**Task goal:**
Pick out each line in the items below that contains the word "drum", and copy those lines.

— begin —

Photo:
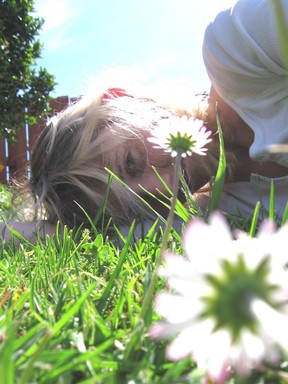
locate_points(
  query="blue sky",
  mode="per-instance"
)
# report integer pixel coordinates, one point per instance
(162, 38)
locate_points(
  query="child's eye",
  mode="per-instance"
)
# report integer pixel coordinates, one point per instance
(133, 166)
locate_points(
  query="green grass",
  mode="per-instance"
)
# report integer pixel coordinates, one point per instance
(69, 312)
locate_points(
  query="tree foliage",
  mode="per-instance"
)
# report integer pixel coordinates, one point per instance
(24, 88)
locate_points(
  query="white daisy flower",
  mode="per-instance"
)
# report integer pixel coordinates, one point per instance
(181, 135)
(226, 302)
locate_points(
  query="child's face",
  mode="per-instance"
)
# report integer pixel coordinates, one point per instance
(133, 160)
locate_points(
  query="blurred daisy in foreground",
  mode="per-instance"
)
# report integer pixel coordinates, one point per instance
(226, 303)
(181, 135)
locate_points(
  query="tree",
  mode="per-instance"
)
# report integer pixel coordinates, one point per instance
(24, 88)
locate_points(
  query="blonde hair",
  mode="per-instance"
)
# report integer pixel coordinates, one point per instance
(68, 179)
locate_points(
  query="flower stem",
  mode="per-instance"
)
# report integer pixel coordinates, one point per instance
(150, 291)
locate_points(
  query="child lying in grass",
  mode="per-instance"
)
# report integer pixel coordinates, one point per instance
(243, 55)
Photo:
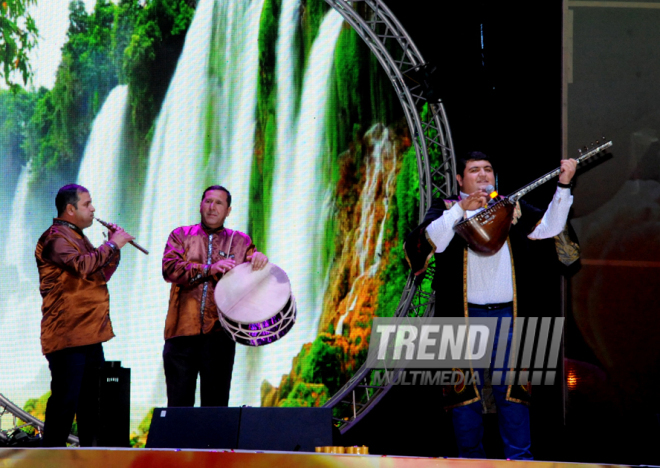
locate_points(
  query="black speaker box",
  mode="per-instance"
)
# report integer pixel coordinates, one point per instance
(113, 428)
(285, 429)
(278, 429)
(199, 428)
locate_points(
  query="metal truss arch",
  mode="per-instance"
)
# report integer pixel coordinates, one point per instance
(430, 133)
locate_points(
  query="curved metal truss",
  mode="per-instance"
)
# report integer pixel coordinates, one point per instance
(404, 65)
(22, 419)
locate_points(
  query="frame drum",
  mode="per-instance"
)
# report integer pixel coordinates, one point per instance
(255, 307)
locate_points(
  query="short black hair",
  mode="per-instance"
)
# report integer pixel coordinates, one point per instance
(218, 187)
(471, 156)
(68, 195)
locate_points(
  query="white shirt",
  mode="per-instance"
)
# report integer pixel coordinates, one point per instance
(489, 278)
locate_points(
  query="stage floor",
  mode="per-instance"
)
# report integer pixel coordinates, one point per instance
(166, 458)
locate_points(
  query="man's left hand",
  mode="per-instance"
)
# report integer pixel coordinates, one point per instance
(258, 260)
(567, 167)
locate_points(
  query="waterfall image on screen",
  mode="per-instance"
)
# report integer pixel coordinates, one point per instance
(281, 102)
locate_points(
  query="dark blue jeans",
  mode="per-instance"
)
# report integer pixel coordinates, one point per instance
(74, 392)
(513, 418)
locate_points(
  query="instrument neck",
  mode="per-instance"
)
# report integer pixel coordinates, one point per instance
(514, 197)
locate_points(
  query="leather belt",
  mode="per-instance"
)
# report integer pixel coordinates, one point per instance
(499, 305)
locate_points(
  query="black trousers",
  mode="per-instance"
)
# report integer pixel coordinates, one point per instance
(210, 356)
(74, 392)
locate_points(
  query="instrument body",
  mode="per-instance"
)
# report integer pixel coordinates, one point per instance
(256, 307)
(487, 231)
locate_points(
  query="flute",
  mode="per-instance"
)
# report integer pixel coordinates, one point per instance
(133, 243)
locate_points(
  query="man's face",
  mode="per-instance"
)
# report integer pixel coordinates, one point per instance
(476, 176)
(214, 208)
(83, 211)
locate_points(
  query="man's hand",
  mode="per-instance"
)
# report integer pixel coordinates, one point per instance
(222, 266)
(119, 237)
(258, 260)
(474, 201)
(568, 168)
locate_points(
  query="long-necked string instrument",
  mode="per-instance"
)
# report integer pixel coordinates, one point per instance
(133, 243)
(486, 231)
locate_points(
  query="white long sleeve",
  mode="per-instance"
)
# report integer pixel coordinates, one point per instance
(489, 278)
(440, 231)
(555, 216)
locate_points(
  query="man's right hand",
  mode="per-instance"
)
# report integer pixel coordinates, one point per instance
(222, 266)
(474, 201)
(120, 237)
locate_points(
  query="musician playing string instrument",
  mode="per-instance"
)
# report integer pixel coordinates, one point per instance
(501, 285)
(73, 278)
(195, 259)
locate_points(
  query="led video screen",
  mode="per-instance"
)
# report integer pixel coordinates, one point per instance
(281, 102)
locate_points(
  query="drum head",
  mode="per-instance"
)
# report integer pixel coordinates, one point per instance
(245, 295)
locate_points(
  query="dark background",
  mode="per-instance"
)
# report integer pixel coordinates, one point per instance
(504, 98)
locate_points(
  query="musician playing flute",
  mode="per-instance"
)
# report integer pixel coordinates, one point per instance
(73, 278)
(195, 259)
(502, 285)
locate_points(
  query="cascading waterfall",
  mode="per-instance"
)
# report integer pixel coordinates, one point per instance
(381, 174)
(20, 305)
(248, 369)
(99, 170)
(174, 175)
(296, 228)
(181, 165)
(15, 254)
(233, 88)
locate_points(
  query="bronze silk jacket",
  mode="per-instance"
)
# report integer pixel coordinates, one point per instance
(73, 278)
(189, 252)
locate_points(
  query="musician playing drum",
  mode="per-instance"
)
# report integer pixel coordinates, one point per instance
(195, 259)
(473, 285)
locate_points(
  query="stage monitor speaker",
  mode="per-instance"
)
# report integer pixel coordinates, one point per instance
(285, 429)
(113, 428)
(195, 428)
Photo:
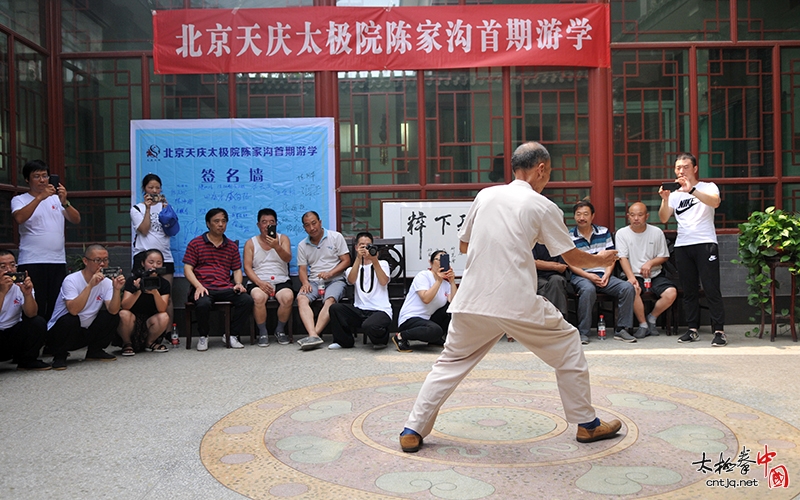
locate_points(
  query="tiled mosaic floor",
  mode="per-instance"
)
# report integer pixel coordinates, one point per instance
(501, 435)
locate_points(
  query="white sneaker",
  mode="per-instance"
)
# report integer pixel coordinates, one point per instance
(235, 344)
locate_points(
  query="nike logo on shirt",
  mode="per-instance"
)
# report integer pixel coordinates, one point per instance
(685, 205)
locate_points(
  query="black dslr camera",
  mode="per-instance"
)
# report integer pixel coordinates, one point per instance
(150, 278)
(16, 277)
(112, 272)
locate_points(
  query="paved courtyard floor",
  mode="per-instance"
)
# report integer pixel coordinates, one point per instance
(276, 422)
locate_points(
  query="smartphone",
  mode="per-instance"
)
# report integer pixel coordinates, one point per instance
(444, 261)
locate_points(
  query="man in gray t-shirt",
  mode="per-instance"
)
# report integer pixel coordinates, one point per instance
(322, 258)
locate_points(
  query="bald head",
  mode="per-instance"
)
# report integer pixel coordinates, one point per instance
(529, 155)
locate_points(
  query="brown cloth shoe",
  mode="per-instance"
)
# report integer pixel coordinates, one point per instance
(605, 430)
(411, 443)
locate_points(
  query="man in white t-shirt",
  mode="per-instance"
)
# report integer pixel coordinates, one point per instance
(498, 295)
(696, 249)
(41, 213)
(22, 330)
(322, 258)
(372, 310)
(78, 320)
(642, 251)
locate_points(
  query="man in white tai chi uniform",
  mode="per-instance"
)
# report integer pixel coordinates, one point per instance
(498, 295)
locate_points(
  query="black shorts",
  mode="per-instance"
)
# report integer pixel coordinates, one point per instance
(278, 286)
(658, 285)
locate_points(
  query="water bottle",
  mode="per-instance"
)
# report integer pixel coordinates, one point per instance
(174, 339)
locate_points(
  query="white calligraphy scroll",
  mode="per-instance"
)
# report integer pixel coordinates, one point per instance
(427, 225)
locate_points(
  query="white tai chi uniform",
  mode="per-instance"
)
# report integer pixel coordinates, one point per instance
(498, 295)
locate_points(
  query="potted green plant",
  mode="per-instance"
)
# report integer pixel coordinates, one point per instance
(768, 236)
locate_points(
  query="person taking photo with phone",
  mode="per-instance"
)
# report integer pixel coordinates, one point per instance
(40, 214)
(424, 315)
(266, 258)
(149, 234)
(696, 248)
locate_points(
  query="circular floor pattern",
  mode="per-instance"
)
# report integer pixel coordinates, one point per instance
(501, 435)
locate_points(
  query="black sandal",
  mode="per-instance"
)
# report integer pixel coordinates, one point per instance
(157, 346)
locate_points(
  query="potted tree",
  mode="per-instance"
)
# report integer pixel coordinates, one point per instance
(768, 236)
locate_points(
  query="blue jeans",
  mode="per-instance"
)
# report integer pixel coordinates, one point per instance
(587, 296)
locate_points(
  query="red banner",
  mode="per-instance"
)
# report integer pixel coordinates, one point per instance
(366, 38)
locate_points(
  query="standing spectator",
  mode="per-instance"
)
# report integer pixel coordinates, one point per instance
(266, 258)
(41, 213)
(78, 320)
(322, 258)
(642, 252)
(592, 239)
(22, 331)
(143, 317)
(424, 315)
(372, 310)
(208, 263)
(696, 249)
(148, 233)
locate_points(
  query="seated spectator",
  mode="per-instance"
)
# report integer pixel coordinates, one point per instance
(552, 278)
(208, 263)
(424, 315)
(372, 310)
(322, 258)
(642, 251)
(22, 331)
(143, 317)
(78, 320)
(265, 263)
(591, 238)
(41, 213)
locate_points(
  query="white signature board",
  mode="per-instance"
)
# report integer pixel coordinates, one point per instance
(427, 225)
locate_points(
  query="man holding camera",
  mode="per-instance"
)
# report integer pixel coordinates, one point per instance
(322, 258)
(78, 320)
(41, 213)
(372, 310)
(266, 259)
(696, 250)
(208, 263)
(22, 331)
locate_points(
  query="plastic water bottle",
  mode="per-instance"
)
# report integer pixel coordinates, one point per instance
(601, 328)
(174, 339)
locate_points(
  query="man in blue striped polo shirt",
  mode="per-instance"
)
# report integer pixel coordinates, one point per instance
(591, 238)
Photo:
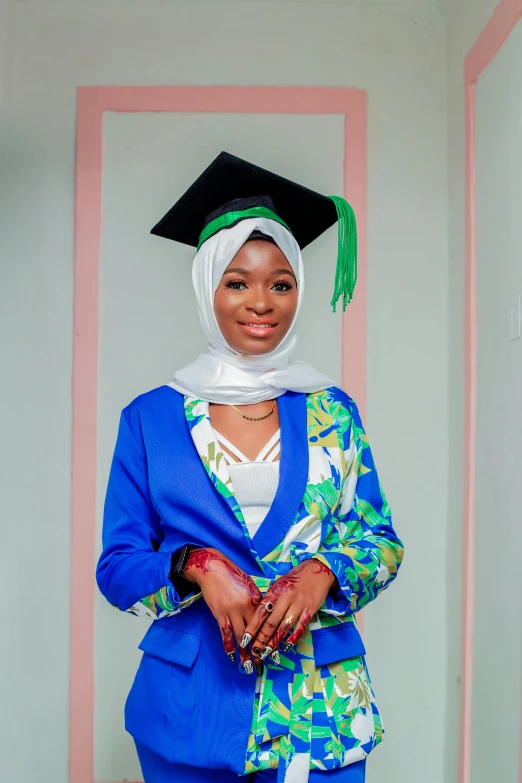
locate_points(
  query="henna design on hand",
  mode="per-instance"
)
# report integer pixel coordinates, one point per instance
(282, 631)
(321, 568)
(301, 627)
(228, 639)
(202, 559)
(285, 583)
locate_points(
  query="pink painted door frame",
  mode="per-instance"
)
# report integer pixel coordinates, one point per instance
(92, 103)
(488, 44)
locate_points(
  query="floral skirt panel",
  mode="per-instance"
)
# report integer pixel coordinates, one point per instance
(312, 717)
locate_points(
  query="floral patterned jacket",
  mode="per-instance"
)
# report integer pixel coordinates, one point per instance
(316, 708)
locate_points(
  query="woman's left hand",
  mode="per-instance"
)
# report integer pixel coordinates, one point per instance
(288, 607)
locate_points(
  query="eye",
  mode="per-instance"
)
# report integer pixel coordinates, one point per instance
(281, 286)
(236, 285)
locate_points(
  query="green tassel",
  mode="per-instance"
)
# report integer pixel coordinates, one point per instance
(346, 269)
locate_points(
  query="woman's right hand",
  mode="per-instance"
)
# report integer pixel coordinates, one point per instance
(230, 594)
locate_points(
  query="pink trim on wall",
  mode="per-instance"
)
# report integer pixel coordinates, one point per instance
(92, 103)
(490, 41)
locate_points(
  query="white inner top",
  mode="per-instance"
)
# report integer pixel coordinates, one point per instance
(254, 481)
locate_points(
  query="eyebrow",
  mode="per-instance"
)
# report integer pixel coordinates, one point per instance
(240, 271)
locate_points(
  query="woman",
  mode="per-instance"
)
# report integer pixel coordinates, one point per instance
(244, 514)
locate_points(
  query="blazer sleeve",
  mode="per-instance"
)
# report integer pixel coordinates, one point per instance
(133, 569)
(362, 549)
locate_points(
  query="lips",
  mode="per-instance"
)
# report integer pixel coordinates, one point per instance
(258, 328)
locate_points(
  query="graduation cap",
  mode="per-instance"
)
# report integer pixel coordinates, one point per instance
(231, 190)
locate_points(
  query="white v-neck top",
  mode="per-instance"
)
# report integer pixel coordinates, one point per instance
(255, 481)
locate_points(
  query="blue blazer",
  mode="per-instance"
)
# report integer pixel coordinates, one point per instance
(187, 702)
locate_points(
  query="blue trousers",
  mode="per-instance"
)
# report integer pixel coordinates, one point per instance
(157, 770)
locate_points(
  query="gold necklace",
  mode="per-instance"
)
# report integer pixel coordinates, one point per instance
(259, 418)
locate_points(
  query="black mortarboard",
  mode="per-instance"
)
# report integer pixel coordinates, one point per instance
(231, 190)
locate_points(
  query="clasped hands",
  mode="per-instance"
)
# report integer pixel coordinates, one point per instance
(259, 625)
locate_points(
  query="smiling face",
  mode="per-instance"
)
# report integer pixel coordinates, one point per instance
(256, 299)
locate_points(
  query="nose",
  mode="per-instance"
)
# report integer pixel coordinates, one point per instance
(259, 302)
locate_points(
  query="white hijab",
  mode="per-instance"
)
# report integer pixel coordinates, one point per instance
(222, 375)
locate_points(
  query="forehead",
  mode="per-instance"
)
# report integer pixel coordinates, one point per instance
(259, 256)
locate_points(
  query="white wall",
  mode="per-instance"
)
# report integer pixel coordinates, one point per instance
(397, 53)
(496, 644)
(497, 657)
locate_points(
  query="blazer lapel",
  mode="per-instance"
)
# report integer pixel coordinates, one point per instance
(212, 457)
(293, 473)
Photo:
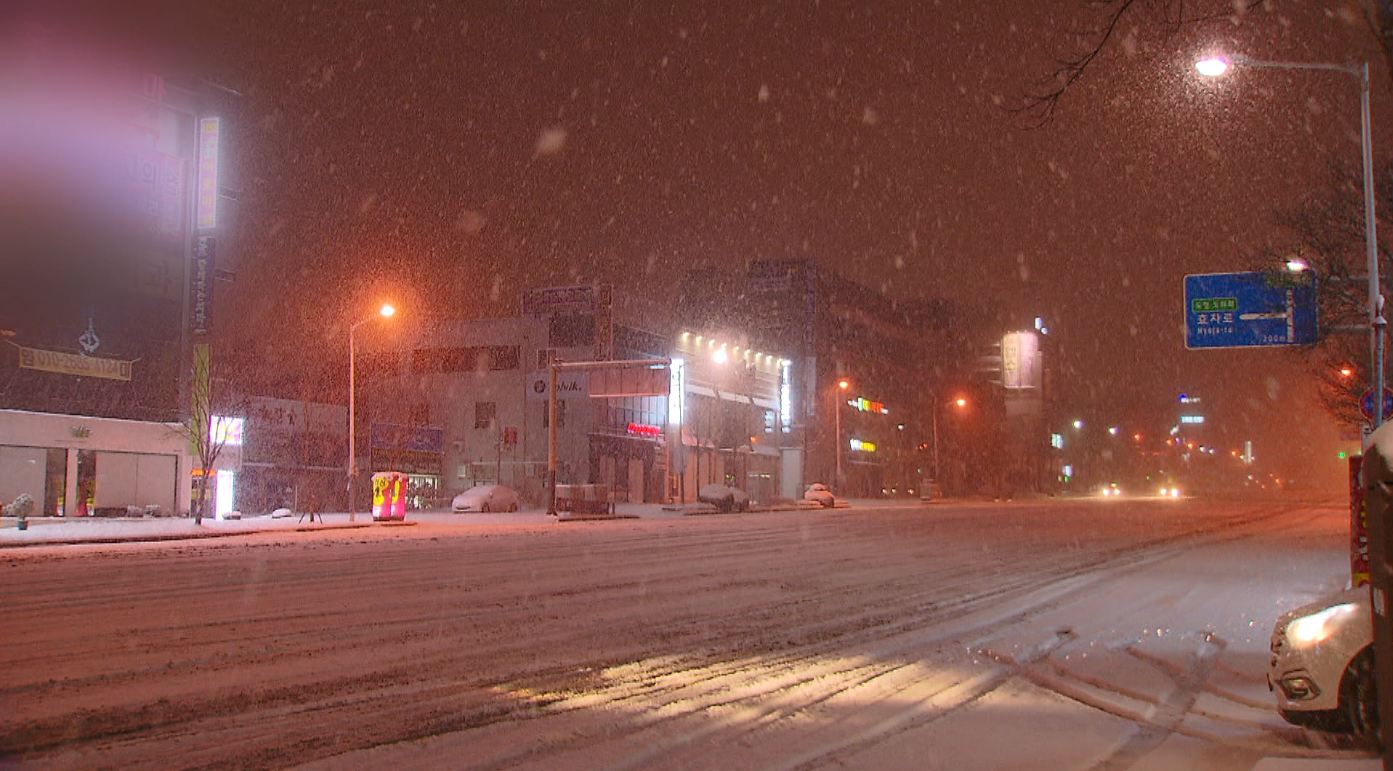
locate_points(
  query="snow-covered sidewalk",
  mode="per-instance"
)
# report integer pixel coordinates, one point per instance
(117, 530)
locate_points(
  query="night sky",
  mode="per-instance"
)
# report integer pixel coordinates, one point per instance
(450, 154)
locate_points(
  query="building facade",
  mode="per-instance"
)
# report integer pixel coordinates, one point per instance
(482, 388)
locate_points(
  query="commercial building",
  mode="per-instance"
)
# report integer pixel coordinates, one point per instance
(867, 370)
(472, 398)
(110, 232)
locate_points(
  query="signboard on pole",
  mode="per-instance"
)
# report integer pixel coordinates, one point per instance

— end —

**Solution:**
  query="frame drum",
  query="drum head",
  query="musician playing drum",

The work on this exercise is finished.